The red-legged pademelon lifespan ranges between 4 and 9.7 years. This can be due to predation and forest fire. After a forest fire, predation levels increase due to reduced forest cover.

==Reproduction==
Pademelons have a gestation period of 28–30 days. Their oestrous cycle is 29–32 days. Mating occurs 2–12 hours after the birth of the young. The gender of pouch-young is distinguished at 3 to 4 weeks. Teat detachment occurs at 13–18 weeks. Ears become erect at 15–18 weeks. Eyes open at 16–18 weeks. Hair becomes visible at 19–21 weeks. Young leave the pouch at 26–28 weeks. Young start eating food at approximately 66 days after leaving the pouch. Females become mature at about 48 weeks. Males become mature at about 66 weeks. Then the process starts again. When it is born, the tiny blind baby has only been developing for 3 to 6 weeks. Its limbs are hardly developed but its forelimbs are well enough developed to haul itself through its mother's belly hair to reach the pouch. Shortly after giving birth the female macropod becomes receptive again. If she successfully mates, she will again fall pregnant.

===Parental care===

The female macropod enters a state of embryonic diapause if she becomes pregnant. This causes the blastocyst, or new embryo, to enter a state of suspended animation until its older sibling is old enough to leave the pouch. Once the joey leaves, the blastocyst resumes development. Even after leaving the pouch, the joey may continue to suckle from the teat it used while in the pouch. This enables the mother to provide different types of milk for the more developed and less developed offspring. This reproductive strategy is also used by honey possums, bats, seals, and other macropods. Embryonic diapause is highly efficient as it allows for the rapid replacement of lost or deceased young.

==Adaptations==

Females of the species have a pouch in which they keep their incompletely developed young. Mother red-legged pademelons make soft clucking noises to call their young. They are often found in small groups, foraging 30-50m apart so that they can warn each other of oncoming predators. They are largely nocturnal.

• TASK INSTRUCTIONS
Continue the text on the red-legged pademelon from its last sentence, adding another paragraph or two in the same encyclopedic style.

• DATA PROVIDED
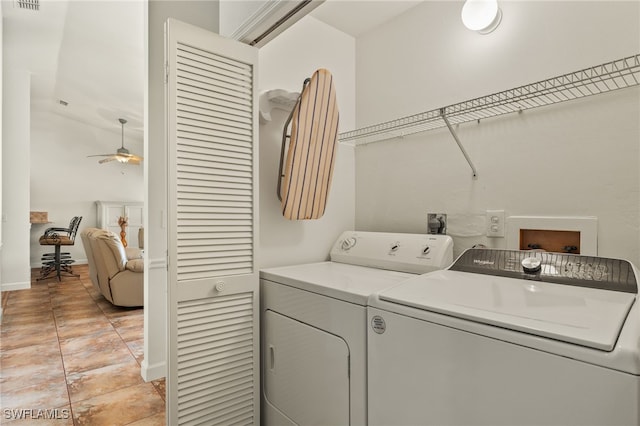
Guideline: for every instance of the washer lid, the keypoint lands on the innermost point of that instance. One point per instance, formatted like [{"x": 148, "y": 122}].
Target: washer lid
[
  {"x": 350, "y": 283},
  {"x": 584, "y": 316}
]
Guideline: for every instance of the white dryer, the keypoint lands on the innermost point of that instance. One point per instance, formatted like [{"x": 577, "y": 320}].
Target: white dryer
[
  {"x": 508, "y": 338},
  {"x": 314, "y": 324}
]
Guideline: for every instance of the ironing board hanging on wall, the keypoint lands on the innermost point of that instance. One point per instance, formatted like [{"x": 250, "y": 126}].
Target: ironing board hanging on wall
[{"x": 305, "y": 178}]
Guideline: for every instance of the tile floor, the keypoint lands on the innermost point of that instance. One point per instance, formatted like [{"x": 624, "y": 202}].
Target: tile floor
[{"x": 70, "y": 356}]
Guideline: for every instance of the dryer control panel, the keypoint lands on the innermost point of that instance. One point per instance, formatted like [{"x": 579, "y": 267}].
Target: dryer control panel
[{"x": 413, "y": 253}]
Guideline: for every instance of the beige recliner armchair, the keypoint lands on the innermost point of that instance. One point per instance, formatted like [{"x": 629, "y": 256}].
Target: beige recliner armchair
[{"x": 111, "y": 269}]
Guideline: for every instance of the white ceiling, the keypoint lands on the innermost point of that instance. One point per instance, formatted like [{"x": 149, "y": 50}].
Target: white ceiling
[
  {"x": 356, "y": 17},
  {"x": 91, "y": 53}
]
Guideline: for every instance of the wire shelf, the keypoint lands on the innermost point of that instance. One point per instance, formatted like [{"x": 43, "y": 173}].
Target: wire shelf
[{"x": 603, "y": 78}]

--

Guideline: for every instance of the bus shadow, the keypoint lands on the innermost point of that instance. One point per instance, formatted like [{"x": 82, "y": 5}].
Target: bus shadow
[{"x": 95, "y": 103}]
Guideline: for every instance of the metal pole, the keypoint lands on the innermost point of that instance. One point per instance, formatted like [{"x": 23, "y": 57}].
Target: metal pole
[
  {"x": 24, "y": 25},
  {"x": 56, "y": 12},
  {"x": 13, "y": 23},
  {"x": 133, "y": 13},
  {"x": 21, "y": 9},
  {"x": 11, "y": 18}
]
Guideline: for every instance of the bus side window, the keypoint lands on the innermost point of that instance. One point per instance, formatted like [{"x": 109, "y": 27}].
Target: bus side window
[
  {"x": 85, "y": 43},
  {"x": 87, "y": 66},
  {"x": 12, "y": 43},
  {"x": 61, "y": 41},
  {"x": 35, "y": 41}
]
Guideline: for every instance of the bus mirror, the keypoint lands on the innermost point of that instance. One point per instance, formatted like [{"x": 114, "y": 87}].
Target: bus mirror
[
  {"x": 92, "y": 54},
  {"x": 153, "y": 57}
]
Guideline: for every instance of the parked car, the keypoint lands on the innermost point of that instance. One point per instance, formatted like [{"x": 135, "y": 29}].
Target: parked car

• RESPONSE AREA
==Behaviour==
Red-legged pademelon behaviour varies under different circumstances. They are least active in the hours around midday and midnight. Late afternoon, evening and early morning they can be seen grazing on open grassland near the rainforest edges but quickly retreat into the forest if disturbed. They are generally solitary but may group together at night while feeding on grasslands. They feed at equal distances apart and are under the control of one dominant pademelon that controls their feeding area and sets their feeding distance. They communicate by vocalisations and thumping their heels on the ground. They use several vocalizations in social behaviour. In hostile interactions and if a female rejects a male during courtship, a harsh rasping sound is uttered. Soft clucking sounds are made by the courting male, similar sounds are made when a mother is calling her young.

The security of their family structure, as well as their speed and agility in closed rainforest protects them against most feral animal attacks. When the animal is resting, it sits on the base of its tail whilst placing the rest of it between the hind legs. The animal then leans back against a rock or sapling. As it falls asleep, its head leans forward to rest on the tail or on the ground beside it.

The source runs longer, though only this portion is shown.